# start of Data excerpts

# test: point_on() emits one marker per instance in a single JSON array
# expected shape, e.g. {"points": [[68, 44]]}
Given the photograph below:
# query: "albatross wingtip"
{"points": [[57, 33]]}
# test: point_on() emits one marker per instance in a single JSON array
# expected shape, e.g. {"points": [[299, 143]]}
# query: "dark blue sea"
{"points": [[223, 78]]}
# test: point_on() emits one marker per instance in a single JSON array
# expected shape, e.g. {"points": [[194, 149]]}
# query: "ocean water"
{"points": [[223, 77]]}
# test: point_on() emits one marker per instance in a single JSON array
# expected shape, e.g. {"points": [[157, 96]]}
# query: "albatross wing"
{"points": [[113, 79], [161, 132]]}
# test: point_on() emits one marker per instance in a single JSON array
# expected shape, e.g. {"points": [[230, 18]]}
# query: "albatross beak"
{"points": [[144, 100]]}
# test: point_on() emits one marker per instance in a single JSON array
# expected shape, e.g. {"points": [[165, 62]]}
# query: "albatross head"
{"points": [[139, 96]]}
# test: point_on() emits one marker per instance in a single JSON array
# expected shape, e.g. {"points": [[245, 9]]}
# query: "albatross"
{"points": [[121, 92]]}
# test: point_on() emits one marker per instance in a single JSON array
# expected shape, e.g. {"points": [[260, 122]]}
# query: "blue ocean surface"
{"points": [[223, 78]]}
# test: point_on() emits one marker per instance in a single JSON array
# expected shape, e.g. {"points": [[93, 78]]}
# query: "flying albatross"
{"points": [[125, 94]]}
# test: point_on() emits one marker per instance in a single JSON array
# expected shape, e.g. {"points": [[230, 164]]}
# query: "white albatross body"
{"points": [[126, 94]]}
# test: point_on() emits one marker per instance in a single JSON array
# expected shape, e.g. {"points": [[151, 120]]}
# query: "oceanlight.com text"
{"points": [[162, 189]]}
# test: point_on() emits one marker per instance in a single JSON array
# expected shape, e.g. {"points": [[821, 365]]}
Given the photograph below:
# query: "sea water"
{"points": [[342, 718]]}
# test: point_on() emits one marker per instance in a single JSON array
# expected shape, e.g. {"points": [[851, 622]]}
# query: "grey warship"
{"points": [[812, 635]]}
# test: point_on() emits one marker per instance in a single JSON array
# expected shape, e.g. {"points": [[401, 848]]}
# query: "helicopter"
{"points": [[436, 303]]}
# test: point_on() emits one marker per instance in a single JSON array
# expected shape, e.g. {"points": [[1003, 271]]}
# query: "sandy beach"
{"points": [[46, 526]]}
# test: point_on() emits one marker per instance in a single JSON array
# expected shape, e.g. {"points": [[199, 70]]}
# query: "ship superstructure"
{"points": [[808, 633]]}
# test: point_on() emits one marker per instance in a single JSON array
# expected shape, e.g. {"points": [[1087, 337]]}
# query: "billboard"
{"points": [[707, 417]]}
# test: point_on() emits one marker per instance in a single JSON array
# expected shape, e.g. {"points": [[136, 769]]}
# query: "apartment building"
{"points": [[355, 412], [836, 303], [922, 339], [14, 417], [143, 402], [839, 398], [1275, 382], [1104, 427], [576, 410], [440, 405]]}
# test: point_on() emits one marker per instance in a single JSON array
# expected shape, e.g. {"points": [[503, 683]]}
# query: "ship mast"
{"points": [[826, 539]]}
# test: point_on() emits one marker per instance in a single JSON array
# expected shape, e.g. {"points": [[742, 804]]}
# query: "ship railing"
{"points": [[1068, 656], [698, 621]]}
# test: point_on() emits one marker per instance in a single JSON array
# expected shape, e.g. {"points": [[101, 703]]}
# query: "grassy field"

# end of Data excerpts

### [Work to do]
All of the material above needs to be copied exactly.

### [Correct output]
# test: point_on() emits one marker per instance in a single JSON array
# expected shape, e.g. {"points": [[68, 44]]}
Given the photograph below:
# query: "albatross wingtip"
{"points": [[57, 33]]}
# test: point_on() emits one marker per instance in a single JSON array
# expected shape, e.g. {"points": [[299, 143]]}
# query: "dark blue sea"
{"points": [[223, 78]]}
# test: point_on() emits one marker per instance in a single JSON array
# expected shape, e.g. {"points": [[194, 149]]}
# query: "ocean water"
{"points": [[223, 77]]}
# test: point_on() emits one marker per instance in a single JSON array
# expected shape, e.g. {"points": [[157, 96]]}
# query: "albatross wing"
{"points": [[113, 79], [161, 132]]}
# test: point_on() emits one marker per instance in a single JSON array
# expected shape, e.g. {"points": [[230, 18]]}
# query: "albatross beak"
{"points": [[144, 100]]}
# test: point_on() emits one marker per instance in a single JSON array
# expected shape, e.g. {"points": [[165, 62]]}
# query: "albatross head"
{"points": [[139, 96]]}
# test: point_on() emits one marker per instance in a single JSON array
# expected shape, e.g. {"points": [[245, 9]]}
# query: "albatross"
{"points": [[121, 92]]}
# test: point_on() emits one marker per instance in a single JSON array
# expected shape, e.g. {"points": [[260, 122]]}
# query: "blue ocean surface"
{"points": [[223, 78]]}
# test: point_on() emits one marker per instance in a single JSON array
# expected shape, e.g. {"points": [[93, 78]]}
# query: "flying albatross"
{"points": [[125, 94]]}
# test: point_on() emits one marker per instance in a single JSON array
# expected shape, e.g. {"points": [[230, 164]]}
# query: "white albatross body"
{"points": [[126, 94]]}
# test: point_on() emits one marker per instance in a single JSON array
# expected shape, e.g. {"points": [[151, 120]]}
# query: "oceanlight.com text"
{"points": [[162, 189]]}
# test: point_on() emits one marker per instance in a single JSON array
# expected shape, e.g. {"points": [[821, 365]]}
Given the photograph below:
# query: "sea water"
{"points": [[342, 718]]}
# test: point_on() emits one marker per instance in a single JSON array
# expected shape, e.g. {"points": [[851, 622]]}
# query: "grey warship"
{"points": [[812, 635]]}
# test: point_on() emits one marker per instance in a single JSON array
# expected shape, e.g. {"points": [[401, 848]]}
# query: "helicopter"
{"points": [[436, 303]]}
# test: point_on() emits one marker per instance in a single JSON array
# expected shape, e.g. {"points": [[1003, 271]]}
# query: "sandy beach"
{"points": [[46, 526]]}
# test: point_on() emits one marker per instance in a single JSON array
# expected shape, e.g. {"points": [[199, 70]]}
# query: "ship superstructure"
{"points": [[808, 633]]}
# test: point_on() emits one marker per instance in a single JSON array
# expected shape, e.g. {"points": [[1087, 337]]}
# query: "billboard"
{"points": [[707, 417]]}
# test: point_on() emits one marker per instance in a single JSON array
# expected shape, e.g. {"points": [[136, 769]]}
# query: "apartment building"
{"points": [[355, 412], [836, 303], [922, 339], [14, 417], [143, 402], [839, 398], [1275, 382], [1104, 427], [576, 410], [440, 405]]}
# test: point_on() emits one marker per instance in a single JSON array
# expected shape, e.g. {"points": [[503, 683]]}
# query: "ship mast"
{"points": [[826, 539]]}
# test: point_on() emits one marker per instance in a single JSON array
# expected shape, e.g. {"points": [[742, 804]]}
# query: "ship railing"
{"points": [[1068, 656], [698, 621]]}
# test: point_on() emits one marker per instance in a single JSON array
# expected shape, e.g. {"points": [[101, 703]]}
# query: "grassy field"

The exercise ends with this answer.